Available records:
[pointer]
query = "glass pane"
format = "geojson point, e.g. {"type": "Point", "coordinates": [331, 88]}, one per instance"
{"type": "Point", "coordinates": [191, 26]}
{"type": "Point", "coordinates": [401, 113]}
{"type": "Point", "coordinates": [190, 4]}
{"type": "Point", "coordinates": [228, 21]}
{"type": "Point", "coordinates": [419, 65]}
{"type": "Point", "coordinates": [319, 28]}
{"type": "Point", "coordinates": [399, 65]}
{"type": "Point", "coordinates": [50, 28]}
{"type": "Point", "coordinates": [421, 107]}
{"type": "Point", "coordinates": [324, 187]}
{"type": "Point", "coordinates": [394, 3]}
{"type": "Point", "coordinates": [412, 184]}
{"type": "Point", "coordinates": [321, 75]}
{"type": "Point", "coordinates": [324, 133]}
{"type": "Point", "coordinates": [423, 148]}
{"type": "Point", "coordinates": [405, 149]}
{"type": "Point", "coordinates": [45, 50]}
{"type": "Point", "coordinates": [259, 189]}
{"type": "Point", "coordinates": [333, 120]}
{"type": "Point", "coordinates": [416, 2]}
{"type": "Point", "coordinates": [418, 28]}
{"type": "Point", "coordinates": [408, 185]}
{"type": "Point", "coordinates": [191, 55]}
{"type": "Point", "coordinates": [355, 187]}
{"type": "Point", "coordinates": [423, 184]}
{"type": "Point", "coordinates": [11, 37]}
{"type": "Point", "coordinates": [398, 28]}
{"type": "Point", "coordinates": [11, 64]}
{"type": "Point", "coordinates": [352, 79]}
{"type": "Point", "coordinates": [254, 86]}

What is being asked: Reproduce all of the material above line for line, changing nothing.

The reply:
[pointer]
query = "glass pane"
format = "geojson point, e.g. {"type": "Point", "coordinates": [331, 88]}, one per instance"
{"type": "Point", "coordinates": [191, 26]}
{"type": "Point", "coordinates": [401, 113]}
{"type": "Point", "coordinates": [190, 4]}
{"type": "Point", "coordinates": [228, 21]}
{"type": "Point", "coordinates": [419, 65]}
{"type": "Point", "coordinates": [319, 28]}
{"type": "Point", "coordinates": [399, 65]}
{"type": "Point", "coordinates": [50, 28]}
{"type": "Point", "coordinates": [421, 107]}
{"type": "Point", "coordinates": [324, 187]}
{"type": "Point", "coordinates": [394, 3]}
{"type": "Point", "coordinates": [412, 184]}
{"type": "Point", "coordinates": [321, 75]}
{"type": "Point", "coordinates": [324, 133]}
{"type": "Point", "coordinates": [423, 148]}
{"type": "Point", "coordinates": [405, 149]}
{"type": "Point", "coordinates": [45, 50]}
{"type": "Point", "coordinates": [259, 189]}
{"type": "Point", "coordinates": [333, 120]}
{"type": "Point", "coordinates": [416, 2]}
{"type": "Point", "coordinates": [418, 28]}
{"type": "Point", "coordinates": [408, 185]}
{"type": "Point", "coordinates": [191, 55]}
{"type": "Point", "coordinates": [355, 187]}
{"type": "Point", "coordinates": [423, 184]}
{"type": "Point", "coordinates": [11, 37]}
{"type": "Point", "coordinates": [398, 28]}
{"type": "Point", "coordinates": [11, 64]}
{"type": "Point", "coordinates": [352, 79]}
{"type": "Point", "coordinates": [254, 86]}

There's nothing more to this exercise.